Collected data:
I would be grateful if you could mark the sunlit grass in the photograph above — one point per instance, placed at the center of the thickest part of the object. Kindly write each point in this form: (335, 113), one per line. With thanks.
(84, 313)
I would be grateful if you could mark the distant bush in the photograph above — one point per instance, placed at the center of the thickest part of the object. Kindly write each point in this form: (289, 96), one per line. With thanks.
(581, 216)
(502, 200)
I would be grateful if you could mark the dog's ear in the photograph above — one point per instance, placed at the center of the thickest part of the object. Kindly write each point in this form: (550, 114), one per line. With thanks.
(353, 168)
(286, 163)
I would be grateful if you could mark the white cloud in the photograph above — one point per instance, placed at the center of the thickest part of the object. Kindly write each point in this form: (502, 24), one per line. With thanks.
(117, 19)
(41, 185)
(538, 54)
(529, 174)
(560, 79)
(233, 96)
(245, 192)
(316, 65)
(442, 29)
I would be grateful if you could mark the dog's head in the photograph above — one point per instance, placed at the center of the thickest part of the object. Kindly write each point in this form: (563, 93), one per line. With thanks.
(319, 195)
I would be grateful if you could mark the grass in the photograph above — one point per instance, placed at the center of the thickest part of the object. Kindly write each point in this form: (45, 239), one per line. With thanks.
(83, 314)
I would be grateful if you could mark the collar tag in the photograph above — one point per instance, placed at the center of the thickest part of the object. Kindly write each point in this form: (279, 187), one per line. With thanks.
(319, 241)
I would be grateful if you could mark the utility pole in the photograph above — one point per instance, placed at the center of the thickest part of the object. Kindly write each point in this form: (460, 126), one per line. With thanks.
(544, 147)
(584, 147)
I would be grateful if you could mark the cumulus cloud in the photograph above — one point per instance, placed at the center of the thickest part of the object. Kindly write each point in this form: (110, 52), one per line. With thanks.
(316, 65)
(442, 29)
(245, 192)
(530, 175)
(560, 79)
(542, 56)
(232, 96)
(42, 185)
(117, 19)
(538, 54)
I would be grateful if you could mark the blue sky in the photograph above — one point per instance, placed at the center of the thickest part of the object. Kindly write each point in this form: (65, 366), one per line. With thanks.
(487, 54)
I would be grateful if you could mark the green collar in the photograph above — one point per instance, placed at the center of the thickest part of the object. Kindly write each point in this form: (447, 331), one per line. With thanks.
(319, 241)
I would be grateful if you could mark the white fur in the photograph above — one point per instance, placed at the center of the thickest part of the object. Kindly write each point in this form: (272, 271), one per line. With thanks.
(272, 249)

# Work to complete:
Reproduce the entries above exactly.

# Answer for the task:
I would be grateful if you could mark the sunlit grass in the photograph above — one point per instance, placed at the center of the thickest part of the object. Kindly write each point in this form: (335, 113), one per line. With thanks.
(84, 313)
I would be grateful if you could mark the distant bush in the photograph above — one point per instance, placed at the center of the thickest part of the object. Kindly write each point in this form: (289, 96), one per line. With thanks.
(581, 216)
(502, 200)
I would be grateful if you could mark the dog's ear in the photograph above — one point per instance, placed at the center of the thickest part of the object. Kindly write each point in this form: (550, 114), one per line. With thanks.
(353, 168)
(286, 163)
I would be grateful if you could mark the white cloud in the photograph above — one point per instance, placed at the center of the thickest part of the object. Kindly write each point in this form: (502, 24), one per line. With thanks.
(117, 19)
(41, 185)
(538, 54)
(529, 174)
(560, 79)
(233, 96)
(245, 192)
(316, 65)
(442, 29)
I would be grateful if you could mark the dog's head in the photograph above — one point per instance, placed at the center of the thickest part of the object. Kindly write each point in this form: (563, 93), one per line. With thanks.
(319, 195)
I would be grateful if you could mark the grass in the photograph above — one point per instance, placed at the center of the thickest part of the object. Kindly write each point in this form: (45, 239), one per line. With thanks.
(83, 314)
I would be grateful if you could mark the collar tag in the photograph above — one point per instance, placed at the center of the thickest part of the object. Kindly write each point in this form: (279, 187), one per line. With thanks.
(319, 241)
I would be grateful if you could mark the utility pole in the photograph above — one point per instance, placed at the center of the thickest part of the object. Kindly write each point in this form: (460, 126), one per line. With thanks.
(544, 147)
(584, 147)
I would be grateful if you could mark the cumulus cloud in the photograph above — one point per instance, placed at the center of the thickest part of the object. Kindly write each point in this form: (110, 52), one per line. With thanks.
(316, 65)
(442, 29)
(245, 192)
(530, 175)
(560, 79)
(542, 56)
(232, 96)
(42, 185)
(117, 19)
(538, 54)
I would be grateful if you could mark the blue sky in the photograph above — one point per instance, placed at the center of the thickest part of the object. Kindly write each point in this form: (65, 366), one per line. With thanks.
(487, 54)
I would be grateful if you could mark the green collar in the photograph above — one point per instance, placed at the center of the thickest part of the object. Kindly write each point in this form: (447, 331), one per line. With thanks.
(319, 241)
I would be grateful if you could mark the white fur in the photograph above — one point per instance, placed at the center of the thickest part of the object. Kindly write each point in this form: (272, 271), one per line. With thanks.
(272, 249)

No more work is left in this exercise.